**PROBLEM TO SOLVE:**
Beneath this sentence is a set of records; write each of them out exactly.

**GIVEN DATA:**
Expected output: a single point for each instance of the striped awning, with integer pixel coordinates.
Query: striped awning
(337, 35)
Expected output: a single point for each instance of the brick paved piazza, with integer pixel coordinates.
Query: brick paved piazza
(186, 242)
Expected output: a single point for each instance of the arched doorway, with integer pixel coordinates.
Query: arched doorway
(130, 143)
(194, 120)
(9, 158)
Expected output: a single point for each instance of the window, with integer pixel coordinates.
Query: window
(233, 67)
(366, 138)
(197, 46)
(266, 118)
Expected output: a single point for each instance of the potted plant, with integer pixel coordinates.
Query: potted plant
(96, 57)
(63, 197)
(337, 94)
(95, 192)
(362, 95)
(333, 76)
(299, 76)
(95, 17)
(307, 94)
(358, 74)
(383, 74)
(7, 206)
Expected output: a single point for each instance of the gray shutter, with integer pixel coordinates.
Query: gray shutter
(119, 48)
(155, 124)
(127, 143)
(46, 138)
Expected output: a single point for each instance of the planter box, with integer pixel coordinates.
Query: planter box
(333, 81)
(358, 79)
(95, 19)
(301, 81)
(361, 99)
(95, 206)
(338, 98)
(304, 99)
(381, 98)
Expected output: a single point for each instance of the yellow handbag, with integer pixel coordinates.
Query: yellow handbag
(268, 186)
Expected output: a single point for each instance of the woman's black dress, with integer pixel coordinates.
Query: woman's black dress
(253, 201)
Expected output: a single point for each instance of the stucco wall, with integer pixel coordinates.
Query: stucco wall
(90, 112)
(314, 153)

**SOLUTION TO THIS TASK:**
Expected output: a single point for each instance of the striped awning, with integer pixel coordinates.
Query: striped awning
(337, 35)
Expected output: a single point for each instance of the brick paved piazza, with integer pixel coordinates.
Query: brick paved piazza
(186, 242)
Expected output: a single point for each instance of the arched doorway, with integer pixel coordinates.
Query: arched doorway
(130, 143)
(194, 120)
(9, 158)
Expected output: a single point for each instance of the window, with integer pixel coordinates.
Query: window
(233, 67)
(366, 138)
(197, 46)
(266, 118)
Expected output: a single point for each instance of the potted plant, with integer pixel coordinates.
Query: potted plant
(96, 57)
(63, 197)
(337, 94)
(95, 192)
(362, 95)
(333, 76)
(299, 76)
(95, 17)
(307, 94)
(358, 74)
(383, 74)
(7, 206)
Expected output: a single point for each instance of the gray shutter, with integer pixel coordinates.
Query: gray shutter
(119, 48)
(155, 124)
(127, 143)
(46, 138)
Expected output: a single point for each instance of the planter box, with integer pixel coordinates.
Query: planter box
(333, 81)
(358, 79)
(95, 19)
(301, 81)
(361, 99)
(95, 206)
(338, 98)
(304, 99)
(381, 98)
Expected output: a single point for each instance of the yellow handbag, with integer pixel coordinates.
Query: yellow handbag
(268, 186)
Expected output: a single point for each instance of the woman's black dress, with integer pixel coordinates.
Query: woman's black dress
(253, 201)
Expected output: a single point for each instance of the stucco wall, with integer pixel coordinates.
Query: stucco wall
(90, 112)
(314, 153)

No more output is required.